Given exercise:
Locate every line in the items below that contains the string "metal", and copy each of those lines in full.

## begin Provided data

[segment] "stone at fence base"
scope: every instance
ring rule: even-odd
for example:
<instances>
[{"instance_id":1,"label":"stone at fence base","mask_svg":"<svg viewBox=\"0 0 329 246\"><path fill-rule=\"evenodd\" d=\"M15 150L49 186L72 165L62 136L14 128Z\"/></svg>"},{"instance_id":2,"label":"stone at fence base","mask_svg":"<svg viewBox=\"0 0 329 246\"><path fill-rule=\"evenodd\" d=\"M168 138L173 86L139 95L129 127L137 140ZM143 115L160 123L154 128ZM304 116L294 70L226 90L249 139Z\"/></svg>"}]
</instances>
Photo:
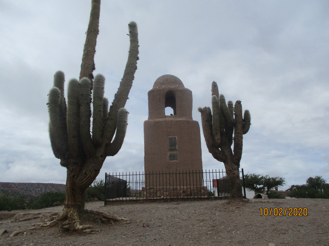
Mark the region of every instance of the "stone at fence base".
<instances>
[{"instance_id":1,"label":"stone at fence base","mask_svg":"<svg viewBox=\"0 0 329 246\"><path fill-rule=\"evenodd\" d=\"M171 198L208 196L207 186L142 187L142 194L145 198Z\"/></svg>"}]
</instances>

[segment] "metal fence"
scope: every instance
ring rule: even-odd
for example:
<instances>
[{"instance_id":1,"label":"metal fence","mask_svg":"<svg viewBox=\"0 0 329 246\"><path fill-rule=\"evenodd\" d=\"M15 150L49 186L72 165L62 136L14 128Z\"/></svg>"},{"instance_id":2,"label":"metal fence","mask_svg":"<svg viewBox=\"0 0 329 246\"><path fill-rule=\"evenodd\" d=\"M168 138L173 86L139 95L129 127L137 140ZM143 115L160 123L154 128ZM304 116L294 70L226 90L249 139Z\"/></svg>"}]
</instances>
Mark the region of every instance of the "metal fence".
<instances>
[{"instance_id":1,"label":"metal fence","mask_svg":"<svg viewBox=\"0 0 329 246\"><path fill-rule=\"evenodd\" d=\"M245 197L243 169L240 171ZM222 169L105 173L105 200L195 199L228 197L227 177Z\"/></svg>"}]
</instances>

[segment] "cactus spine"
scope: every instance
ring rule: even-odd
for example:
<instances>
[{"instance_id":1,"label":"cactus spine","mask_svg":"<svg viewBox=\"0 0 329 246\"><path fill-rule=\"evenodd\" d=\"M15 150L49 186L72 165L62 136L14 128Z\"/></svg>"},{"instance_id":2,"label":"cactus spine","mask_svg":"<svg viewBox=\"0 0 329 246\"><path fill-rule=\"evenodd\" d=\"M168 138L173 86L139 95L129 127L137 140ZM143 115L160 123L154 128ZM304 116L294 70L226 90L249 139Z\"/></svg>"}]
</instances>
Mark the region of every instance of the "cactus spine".
<instances>
[{"instance_id":1,"label":"cactus spine","mask_svg":"<svg viewBox=\"0 0 329 246\"><path fill-rule=\"evenodd\" d=\"M227 105L224 95L219 94L217 83L214 81L212 85L212 114L209 107L199 108L198 110L201 113L208 150L216 160L224 163L230 197L240 198L239 168L242 155L242 135L250 128L250 113L245 111L242 117L241 101L237 101L233 107L231 101L228 101ZM231 146L233 142L232 151Z\"/></svg>"}]
</instances>

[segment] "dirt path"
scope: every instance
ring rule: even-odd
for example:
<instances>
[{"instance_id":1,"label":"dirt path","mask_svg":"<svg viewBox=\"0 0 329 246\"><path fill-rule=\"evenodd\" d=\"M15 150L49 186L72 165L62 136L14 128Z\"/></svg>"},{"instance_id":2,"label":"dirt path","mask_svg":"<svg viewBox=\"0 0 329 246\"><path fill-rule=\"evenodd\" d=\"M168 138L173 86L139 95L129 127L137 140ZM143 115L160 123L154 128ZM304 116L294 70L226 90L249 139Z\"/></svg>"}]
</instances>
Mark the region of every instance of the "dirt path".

## end Provided data

Full solution:
[segment] "metal fence"
[{"instance_id":1,"label":"metal fence","mask_svg":"<svg viewBox=\"0 0 329 246\"><path fill-rule=\"evenodd\" d=\"M15 150L49 186L72 165L62 136L14 128Z\"/></svg>"},{"instance_id":2,"label":"metal fence","mask_svg":"<svg viewBox=\"0 0 329 246\"><path fill-rule=\"evenodd\" d=\"M168 138L173 86L139 95L129 127L137 140ZM143 115L160 123L154 128ZM304 116L294 70L226 90L249 139Z\"/></svg>"}]
Mark the region of every instance of the "metal fence".
[{"instance_id":1,"label":"metal fence","mask_svg":"<svg viewBox=\"0 0 329 246\"><path fill-rule=\"evenodd\" d=\"M245 197L243 169L240 171ZM222 169L105 173L105 200L195 199L228 197L227 177Z\"/></svg>"}]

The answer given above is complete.